WHAT THE TASK ASKS - Change "single point" to "one point" throughout the material and reproduce it with everything else unchanged.

Data extracted from a collection:
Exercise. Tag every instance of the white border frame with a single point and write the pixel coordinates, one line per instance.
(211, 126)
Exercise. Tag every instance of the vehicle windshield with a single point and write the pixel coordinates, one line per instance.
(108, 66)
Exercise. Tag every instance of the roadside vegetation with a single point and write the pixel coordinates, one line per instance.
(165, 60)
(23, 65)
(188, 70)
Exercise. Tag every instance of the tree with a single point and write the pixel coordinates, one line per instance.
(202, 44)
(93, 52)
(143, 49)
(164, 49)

THE SOLUTION -
Exercise. Tag every instance of the white border frame with a one point and write the pixel coordinates, one line per instance.
(211, 126)
Exercise. Tag every instance of the vehicle windshield with a one point and write the pixel coordinates, one line per instance.
(108, 66)
Exercise. Tag every instance of the roadside vegetation with a one point and write the pixel coordinates, one line per instance.
(165, 60)
(23, 65)
(188, 70)
Exercise. Tag every instance of the tree with a one point and write the pixel coordinates, one line per instance.
(202, 44)
(93, 52)
(143, 49)
(164, 49)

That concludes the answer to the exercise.